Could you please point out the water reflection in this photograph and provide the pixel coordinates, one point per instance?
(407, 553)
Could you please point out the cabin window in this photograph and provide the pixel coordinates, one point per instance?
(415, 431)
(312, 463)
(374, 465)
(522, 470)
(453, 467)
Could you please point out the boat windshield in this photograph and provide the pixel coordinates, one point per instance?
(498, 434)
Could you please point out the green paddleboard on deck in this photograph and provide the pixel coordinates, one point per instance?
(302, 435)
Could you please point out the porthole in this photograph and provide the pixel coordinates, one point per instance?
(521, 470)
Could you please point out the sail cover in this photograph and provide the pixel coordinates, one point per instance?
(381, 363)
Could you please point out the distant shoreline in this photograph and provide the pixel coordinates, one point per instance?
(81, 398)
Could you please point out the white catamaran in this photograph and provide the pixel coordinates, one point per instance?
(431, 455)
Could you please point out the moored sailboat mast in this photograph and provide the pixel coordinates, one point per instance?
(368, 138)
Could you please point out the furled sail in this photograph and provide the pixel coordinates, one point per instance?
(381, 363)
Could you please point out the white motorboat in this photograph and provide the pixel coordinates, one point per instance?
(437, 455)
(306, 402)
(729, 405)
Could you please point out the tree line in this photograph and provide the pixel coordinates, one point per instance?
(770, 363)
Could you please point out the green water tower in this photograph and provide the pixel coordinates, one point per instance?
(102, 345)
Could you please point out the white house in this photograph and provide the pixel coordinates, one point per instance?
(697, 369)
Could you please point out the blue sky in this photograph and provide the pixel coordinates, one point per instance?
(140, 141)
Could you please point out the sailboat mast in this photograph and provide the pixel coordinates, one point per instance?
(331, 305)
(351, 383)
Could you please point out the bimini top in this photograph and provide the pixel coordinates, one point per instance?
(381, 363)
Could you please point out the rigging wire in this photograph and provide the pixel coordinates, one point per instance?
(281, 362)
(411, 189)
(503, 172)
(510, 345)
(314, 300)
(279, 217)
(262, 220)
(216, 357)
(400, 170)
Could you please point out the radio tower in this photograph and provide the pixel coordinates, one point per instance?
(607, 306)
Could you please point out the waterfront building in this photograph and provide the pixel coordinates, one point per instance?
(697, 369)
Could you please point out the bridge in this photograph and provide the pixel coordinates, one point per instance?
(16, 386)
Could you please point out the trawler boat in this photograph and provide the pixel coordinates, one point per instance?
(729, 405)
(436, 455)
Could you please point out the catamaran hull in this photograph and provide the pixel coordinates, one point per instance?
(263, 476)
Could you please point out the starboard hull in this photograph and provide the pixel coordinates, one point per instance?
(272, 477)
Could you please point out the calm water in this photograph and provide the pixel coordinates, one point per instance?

-- -- --

— How to complete this task —
Your job is to copy all the records exactly.

— The answer —
Could you please point out the water reflection in this photograph and provide the pixel coordinates, one point per instance?
(407, 553)
Could you please point out the cabin window in this photograph and provide the pixel coordinates, one point per instance?
(415, 431)
(312, 463)
(374, 465)
(522, 470)
(453, 467)
Could you please point out the boat windshield in this photograph and provide the pixel coordinates, one point per instance?
(498, 434)
Could you please point out the green paddleboard on deck in this photograph and provide the pixel coordinates, one point per instance?
(302, 435)
Could you please point out the porthole in this photograph and provide the pixel coordinates, one point per instance?
(521, 470)
Could you please point out the sail cover in this photograph and provide the pixel coordinates, one point per instance?
(381, 363)
Could you please point out the distant shoreline in this photograph and provide the pixel coordinates, one point per instance?
(81, 398)
Could you please point out the white catamaran in this photograph and provide the pixel coordinates, one point per instance?
(431, 455)
Could you please point out the moored sailboat mast in this photograph and provide the pixel coordinates, one point per instance?
(368, 138)
Could you please point out the furled sail in this photograph and provide the pixel coordinates, one point per instance?
(381, 363)
Could you please point out the white motorboat in this photograph and provide the pixel coordinates, one point per instance?
(437, 455)
(306, 402)
(729, 405)
Could you please point out the tree line in this photograph and provide the pixel coordinates, one point per instance?
(770, 363)
Could you please point out the green water tower in this photograph and provide the pixel coordinates, one point per instance?
(102, 345)
Could you please point out the white house in this photograph and provide the pixel coordinates, one point per instance?
(697, 369)
Could you please point out the blue sky in this photograph and provide the pixel coordinates, one point per instance?
(140, 141)
Could you please point out the sailboat mast in this photograph and provide the pixel coordinates, one point per instance?
(331, 305)
(351, 383)
Could you please point out the bimini top in this photograph and provide the pixel coordinates, one point per instance?
(381, 363)
Could you please point out the rigging wire in this photograph and provide the pixel coordinates, one point per instance?
(281, 362)
(411, 189)
(503, 172)
(510, 345)
(314, 300)
(279, 217)
(262, 220)
(216, 357)
(400, 170)
Could you please point out the radio tower in this photograph and provide the pixel coordinates, one point per instance?
(607, 306)
Could you please point out the waterfront building in this photograph and provide the pixel coordinates, one point per instance?
(697, 369)
Could you please point out the bridge in this photograph and provide the pixel coordinates, one point per instance?
(16, 386)
Could you please point out the trawler boat in this photograph and provide the pixel coordinates, one point per instance?
(729, 405)
(436, 455)
Could you please point out the catamaran hull in this photograph and provide the pixel coordinates, one point per instance?
(263, 476)
Could you please point out the starboard hull in this photograph and provide the pixel coordinates, one point per instance?
(272, 477)
Could you please point out the calm water in this photograph and provide the pixel coordinates, one point per instance?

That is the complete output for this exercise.